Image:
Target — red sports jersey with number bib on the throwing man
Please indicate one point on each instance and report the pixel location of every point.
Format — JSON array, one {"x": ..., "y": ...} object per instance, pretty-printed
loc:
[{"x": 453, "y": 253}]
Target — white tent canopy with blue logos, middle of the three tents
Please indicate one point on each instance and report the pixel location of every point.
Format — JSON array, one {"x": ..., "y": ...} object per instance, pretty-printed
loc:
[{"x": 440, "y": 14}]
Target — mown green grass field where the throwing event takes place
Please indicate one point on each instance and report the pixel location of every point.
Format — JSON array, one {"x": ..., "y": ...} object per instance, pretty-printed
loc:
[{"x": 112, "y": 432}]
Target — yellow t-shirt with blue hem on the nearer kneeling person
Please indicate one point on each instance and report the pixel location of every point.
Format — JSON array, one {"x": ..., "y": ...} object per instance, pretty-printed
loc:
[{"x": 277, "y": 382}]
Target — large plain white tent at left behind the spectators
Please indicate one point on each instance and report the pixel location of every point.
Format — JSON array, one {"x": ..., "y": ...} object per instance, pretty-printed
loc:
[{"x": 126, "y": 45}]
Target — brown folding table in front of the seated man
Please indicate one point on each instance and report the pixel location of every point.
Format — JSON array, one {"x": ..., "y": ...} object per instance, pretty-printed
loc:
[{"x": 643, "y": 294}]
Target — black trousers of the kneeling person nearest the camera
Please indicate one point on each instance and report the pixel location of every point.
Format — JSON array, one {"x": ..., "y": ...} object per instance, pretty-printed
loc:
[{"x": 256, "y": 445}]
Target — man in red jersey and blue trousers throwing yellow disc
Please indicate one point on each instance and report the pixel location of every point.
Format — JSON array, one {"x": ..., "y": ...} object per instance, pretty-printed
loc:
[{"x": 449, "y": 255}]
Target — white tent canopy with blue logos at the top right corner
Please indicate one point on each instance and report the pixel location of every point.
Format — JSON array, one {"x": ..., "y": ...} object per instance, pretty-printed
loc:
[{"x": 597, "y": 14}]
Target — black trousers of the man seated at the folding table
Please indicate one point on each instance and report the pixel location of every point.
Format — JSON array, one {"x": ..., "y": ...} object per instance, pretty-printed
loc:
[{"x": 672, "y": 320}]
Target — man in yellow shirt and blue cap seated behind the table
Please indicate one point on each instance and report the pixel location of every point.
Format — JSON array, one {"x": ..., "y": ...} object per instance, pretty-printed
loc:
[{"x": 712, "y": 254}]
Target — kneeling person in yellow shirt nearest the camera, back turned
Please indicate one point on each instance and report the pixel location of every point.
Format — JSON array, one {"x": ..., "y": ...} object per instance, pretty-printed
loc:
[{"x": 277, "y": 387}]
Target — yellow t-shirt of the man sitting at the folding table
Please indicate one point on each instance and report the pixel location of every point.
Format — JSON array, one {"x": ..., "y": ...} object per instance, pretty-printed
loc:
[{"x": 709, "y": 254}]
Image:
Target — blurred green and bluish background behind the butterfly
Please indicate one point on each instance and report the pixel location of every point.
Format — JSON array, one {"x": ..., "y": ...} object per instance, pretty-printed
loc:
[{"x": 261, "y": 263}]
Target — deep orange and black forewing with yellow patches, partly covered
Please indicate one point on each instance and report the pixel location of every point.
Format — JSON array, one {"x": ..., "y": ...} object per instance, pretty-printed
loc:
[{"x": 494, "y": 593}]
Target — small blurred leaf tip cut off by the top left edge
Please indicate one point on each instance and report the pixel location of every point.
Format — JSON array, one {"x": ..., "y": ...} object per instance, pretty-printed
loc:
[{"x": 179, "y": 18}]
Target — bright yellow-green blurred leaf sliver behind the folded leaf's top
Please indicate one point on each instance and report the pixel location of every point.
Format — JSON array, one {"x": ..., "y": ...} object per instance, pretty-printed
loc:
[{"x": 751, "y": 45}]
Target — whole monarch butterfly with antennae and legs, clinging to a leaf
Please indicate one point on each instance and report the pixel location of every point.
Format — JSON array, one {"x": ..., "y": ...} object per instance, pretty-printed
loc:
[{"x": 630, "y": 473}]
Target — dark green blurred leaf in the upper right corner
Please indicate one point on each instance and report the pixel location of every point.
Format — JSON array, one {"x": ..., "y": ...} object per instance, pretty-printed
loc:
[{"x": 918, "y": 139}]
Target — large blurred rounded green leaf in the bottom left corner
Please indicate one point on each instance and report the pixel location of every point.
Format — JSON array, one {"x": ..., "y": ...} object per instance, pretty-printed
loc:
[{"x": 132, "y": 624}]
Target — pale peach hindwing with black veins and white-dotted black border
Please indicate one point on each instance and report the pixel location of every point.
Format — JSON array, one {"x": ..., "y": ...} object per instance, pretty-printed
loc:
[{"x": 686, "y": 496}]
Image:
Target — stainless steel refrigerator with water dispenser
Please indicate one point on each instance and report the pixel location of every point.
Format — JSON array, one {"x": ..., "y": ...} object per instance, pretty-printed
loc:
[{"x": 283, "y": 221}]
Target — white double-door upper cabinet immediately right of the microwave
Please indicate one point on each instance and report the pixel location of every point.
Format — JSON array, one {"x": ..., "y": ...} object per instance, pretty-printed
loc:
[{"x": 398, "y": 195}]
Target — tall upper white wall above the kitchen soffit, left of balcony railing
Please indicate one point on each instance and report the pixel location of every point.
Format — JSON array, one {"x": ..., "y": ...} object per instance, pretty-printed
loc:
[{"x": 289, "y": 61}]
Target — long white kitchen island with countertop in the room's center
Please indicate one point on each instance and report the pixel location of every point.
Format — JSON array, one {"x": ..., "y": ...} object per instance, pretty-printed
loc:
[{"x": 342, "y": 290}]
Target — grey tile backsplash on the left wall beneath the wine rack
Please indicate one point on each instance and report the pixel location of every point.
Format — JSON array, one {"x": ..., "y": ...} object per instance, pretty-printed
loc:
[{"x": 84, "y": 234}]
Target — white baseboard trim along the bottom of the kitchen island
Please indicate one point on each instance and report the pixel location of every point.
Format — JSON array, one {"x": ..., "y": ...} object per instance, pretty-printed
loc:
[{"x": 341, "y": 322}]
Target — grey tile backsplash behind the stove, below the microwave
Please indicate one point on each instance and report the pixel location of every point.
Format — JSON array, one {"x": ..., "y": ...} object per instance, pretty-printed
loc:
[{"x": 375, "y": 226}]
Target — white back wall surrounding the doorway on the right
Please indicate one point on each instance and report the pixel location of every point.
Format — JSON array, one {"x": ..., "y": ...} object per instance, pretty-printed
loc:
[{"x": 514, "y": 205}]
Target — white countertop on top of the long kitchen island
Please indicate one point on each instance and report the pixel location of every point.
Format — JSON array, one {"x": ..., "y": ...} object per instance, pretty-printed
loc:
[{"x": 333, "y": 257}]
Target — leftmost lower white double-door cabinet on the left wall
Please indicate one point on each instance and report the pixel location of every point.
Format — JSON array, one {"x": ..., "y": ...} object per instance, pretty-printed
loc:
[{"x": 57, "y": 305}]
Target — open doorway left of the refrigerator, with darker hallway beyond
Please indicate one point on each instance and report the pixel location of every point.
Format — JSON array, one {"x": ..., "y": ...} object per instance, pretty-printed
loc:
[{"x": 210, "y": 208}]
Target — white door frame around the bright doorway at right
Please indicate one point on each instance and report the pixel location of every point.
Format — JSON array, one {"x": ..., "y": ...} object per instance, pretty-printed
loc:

→ Exercise directions: Each record must be output exactly, with none omitted.

→ Solution to the exercise:
Image:
Target — red sports jersey with number bib on the throwing man
Please indicate one point on each instance and report the pixel location of every point.
Format — JSON array, one {"x": ..., "y": ...} object per instance, pretty-printed
loc:
[{"x": 453, "y": 253}]
Target — white tent canopy with blue logos, middle of the three tents
Please indicate one point on each instance and report the pixel location of every point.
Format — JSON array, one {"x": ..., "y": ...} object per instance, pretty-printed
loc:
[{"x": 440, "y": 14}]
Target — mown green grass field where the throwing event takes place
Please indicate one point on each instance and report the pixel location of every point.
Format — JSON array, one {"x": ..., "y": ...} object per instance, pretty-printed
loc:
[{"x": 112, "y": 432}]
Target — yellow t-shirt with blue hem on the nearer kneeling person
Please indicate one point on each instance and report the pixel location of every point.
Format — JSON array, one {"x": ..., "y": ...} object per instance, pretty-printed
loc:
[{"x": 277, "y": 382}]
Target — large plain white tent at left behind the spectators
Please indicate one point on each instance and report the pixel location of every point.
Format — JSON array, one {"x": ..., "y": ...} object per instance, pretty-printed
loc:
[{"x": 126, "y": 45}]
Target — brown folding table in front of the seated man
Please indicate one point on each instance and report the pixel location of every point.
Format — JSON array, one {"x": ..., "y": ...} object per instance, pretty-printed
loc:
[{"x": 643, "y": 294}]
Target — black trousers of the kneeling person nearest the camera
Please indicate one point on each instance and report the pixel location of every point.
Format — JSON array, one {"x": ..., "y": ...} object per instance, pretty-printed
loc:
[{"x": 256, "y": 445}]
Target — man in red jersey and blue trousers throwing yellow disc
Please indicate one point on each instance and report the pixel location of every point.
Format — JSON array, one {"x": ..., "y": ...} object per instance, pretty-printed
loc:
[{"x": 449, "y": 255}]
Target — white tent canopy with blue logos at the top right corner
Please indicate one point on each instance and report the pixel location of every point.
Format — JSON array, one {"x": ..., "y": ...} object per instance, pretty-printed
loc:
[{"x": 597, "y": 14}]
Target — black trousers of the man seated at the folding table
Please indicate one point on each instance and report the pixel location of every point.
Format — JSON array, one {"x": ..., "y": ...} object per instance, pretty-printed
loc:
[{"x": 672, "y": 320}]
Target — man in yellow shirt and blue cap seated behind the table
Please indicate one point on each instance and report the pixel location of every point.
Format — JSON array, one {"x": ..., "y": ...} object per instance, pretty-printed
loc:
[{"x": 712, "y": 254}]
Target — kneeling person in yellow shirt nearest the camera, back turned
Please indicate one point on each instance and report the pixel location of every point.
Format — JSON array, one {"x": ..., "y": ...} object per instance, pretty-printed
loc:
[{"x": 277, "y": 387}]
Target — yellow t-shirt of the man sitting at the folding table
Please indicate one point on each instance and report the pixel location of every point.
Format — JSON array, one {"x": ..., "y": ...} object per instance, pretty-printed
loc:
[{"x": 709, "y": 254}]
Image:
Target — blurred green and bluish background behind the butterfly
Please indicate one point on each instance and report the pixel location of every point.
Format — JSON array, one {"x": ..., "y": ...} object per instance, pretty-printed
loc:
[{"x": 261, "y": 263}]
Target — deep orange and black forewing with yellow patches, partly covered
Please indicate one point on each instance and report the pixel location of every point.
Format — JSON array, one {"x": ..., "y": ...} object per instance, pretty-printed
loc:
[{"x": 494, "y": 593}]
Target — small blurred leaf tip cut off by the top left edge
Please indicate one point on each instance and report the pixel location of every point.
Format — JSON array, one {"x": ..., "y": ...} object per instance, pretty-printed
loc:
[{"x": 179, "y": 18}]
Target — bright yellow-green blurred leaf sliver behind the folded leaf's top
Please indicate one point on each instance and report the pixel location of every point.
Format — JSON array, one {"x": ..., "y": ...} object per instance, pretty-printed
loc:
[{"x": 751, "y": 45}]
Target — whole monarch butterfly with antennae and legs, clinging to a leaf
Please indicate one point on each instance and report the pixel location of every point.
Format — JSON array, one {"x": ..., "y": ...} object per instance, pretty-printed
loc:
[{"x": 630, "y": 473}]
Target — dark green blurred leaf in the upper right corner
Please indicate one point on each instance and report the pixel location of every point.
Format — JSON array, one {"x": ..., "y": ...} object per instance, pretty-printed
loc:
[{"x": 918, "y": 139}]
Target — large blurred rounded green leaf in the bottom left corner
Please indicate one point on each instance and report the pixel location of every point.
Format — JSON array, one {"x": ..., "y": ...} object per instance, pretty-printed
loc:
[{"x": 132, "y": 624}]
Target — pale peach hindwing with black veins and white-dotted black border
Please indicate one point on each instance and report the pixel location of every point.
Format — JSON array, one {"x": ..., "y": ...} object per instance, pretty-printed
loc:
[{"x": 686, "y": 496}]
Image:
Target — stainless steel refrigerator with water dispenser
Please indicate one point on each instance and report the pixel location of every point.
Format — JSON array, one {"x": ..., "y": ...} object per instance, pretty-printed
loc:
[{"x": 283, "y": 221}]
Target — white double-door upper cabinet immediately right of the microwave
Please indicate one point on each instance and report the pixel location of every point.
Format — JSON array, one {"x": ..., "y": ...} object per instance, pretty-printed
loc:
[{"x": 398, "y": 195}]
Target — tall upper white wall above the kitchen soffit, left of balcony railing
Please indicate one point on each instance and report the pixel location of every point.
Format — JSON array, one {"x": ..., "y": ...} object per instance, pretty-printed
loc:
[{"x": 289, "y": 61}]
Target — long white kitchen island with countertop in the room's center
Please indicate one point on each instance and report the pixel location of every point.
Format — JSON array, one {"x": ..., "y": ...} object per instance, pretty-printed
loc:
[{"x": 342, "y": 290}]
Target — grey tile backsplash on the left wall beneath the wine rack
Please indicate one point on each instance and report the pixel location of every point.
Format — JSON array, one {"x": ..., "y": ...} object per instance, pretty-printed
loc:
[{"x": 84, "y": 234}]
Target — white baseboard trim along the bottom of the kitchen island
Please indicate one point on each instance and report the pixel location of every point.
Format — JSON array, one {"x": ..., "y": ...} object per instance, pretty-printed
loc:
[{"x": 341, "y": 322}]
Target — grey tile backsplash behind the stove, below the microwave
Please indicate one point on each instance and report the pixel location of every point.
Format — JSON array, one {"x": ..., "y": ...} object per instance, pretty-printed
loc:
[{"x": 375, "y": 226}]
Target — white back wall surrounding the doorway on the right
Please indicate one point on each instance and report the pixel location of every point.
Format — JSON array, one {"x": ..., "y": ...} object per instance, pretty-printed
loc:
[{"x": 514, "y": 205}]
Target — white countertop on top of the long kitchen island
Please indicate one point on each instance and report the pixel location of every point.
Format — JSON array, one {"x": ..., "y": ...} object per instance, pretty-printed
loc:
[{"x": 333, "y": 257}]
Target — leftmost lower white double-door cabinet on the left wall
Please indicate one point on each instance and report the pixel location of every point.
Format — JSON array, one {"x": ..., "y": ...} object per instance, pretty-printed
loc:
[{"x": 57, "y": 305}]
Target — open doorway left of the refrigerator, with darker hallway beyond
Please indicate one point on each instance and report the pixel location of every point.
Format — JSON array, one {"x": ..., "y": ...} object per instance, pretty-printed
loc:
[{"x": 210, "y": 208}]
Target — white door frame around the bright doorway at right
Please indicate one point on each instance and report the pixel location of every point.
Format — JSON array, one {"x": ..., "y": ...} object per instance, pretty-printed
loc:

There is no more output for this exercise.